◆ Action item
Your answer should be an exact copy of the lines from the start of the entries to the line containing "Holes follow the even-odd rule.", both included.

* * * * *

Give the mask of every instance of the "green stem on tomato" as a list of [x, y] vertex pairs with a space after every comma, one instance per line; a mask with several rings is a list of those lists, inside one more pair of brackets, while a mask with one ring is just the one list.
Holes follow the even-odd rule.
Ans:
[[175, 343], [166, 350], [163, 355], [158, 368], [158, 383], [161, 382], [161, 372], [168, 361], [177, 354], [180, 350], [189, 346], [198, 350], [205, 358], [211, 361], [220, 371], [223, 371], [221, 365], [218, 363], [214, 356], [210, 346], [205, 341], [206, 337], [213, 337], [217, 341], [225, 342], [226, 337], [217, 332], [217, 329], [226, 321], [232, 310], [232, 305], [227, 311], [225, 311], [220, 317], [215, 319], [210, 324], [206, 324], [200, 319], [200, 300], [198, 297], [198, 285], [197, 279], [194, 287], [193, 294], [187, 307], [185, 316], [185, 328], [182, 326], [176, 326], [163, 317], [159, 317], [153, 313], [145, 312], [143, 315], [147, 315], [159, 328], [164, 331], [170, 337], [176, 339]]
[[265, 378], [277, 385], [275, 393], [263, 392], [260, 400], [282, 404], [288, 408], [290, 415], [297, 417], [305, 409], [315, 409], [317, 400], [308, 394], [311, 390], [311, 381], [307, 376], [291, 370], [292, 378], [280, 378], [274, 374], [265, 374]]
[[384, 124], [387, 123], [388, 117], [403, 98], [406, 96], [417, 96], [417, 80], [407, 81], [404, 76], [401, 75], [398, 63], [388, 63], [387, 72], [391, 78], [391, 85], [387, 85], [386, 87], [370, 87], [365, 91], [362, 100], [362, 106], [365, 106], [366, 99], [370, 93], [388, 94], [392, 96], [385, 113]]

* * * * *

◆ Response for this exercise
Give the mask of every instance of the "green stem on tomato" as a list of [x, y] vertex pairs with a space after every comma, one instance per line; a mask with several rings is a list of those lists, inside one more pair of brackets, while a mask with one ring is just the one list.
Holes follow the even-odd rule.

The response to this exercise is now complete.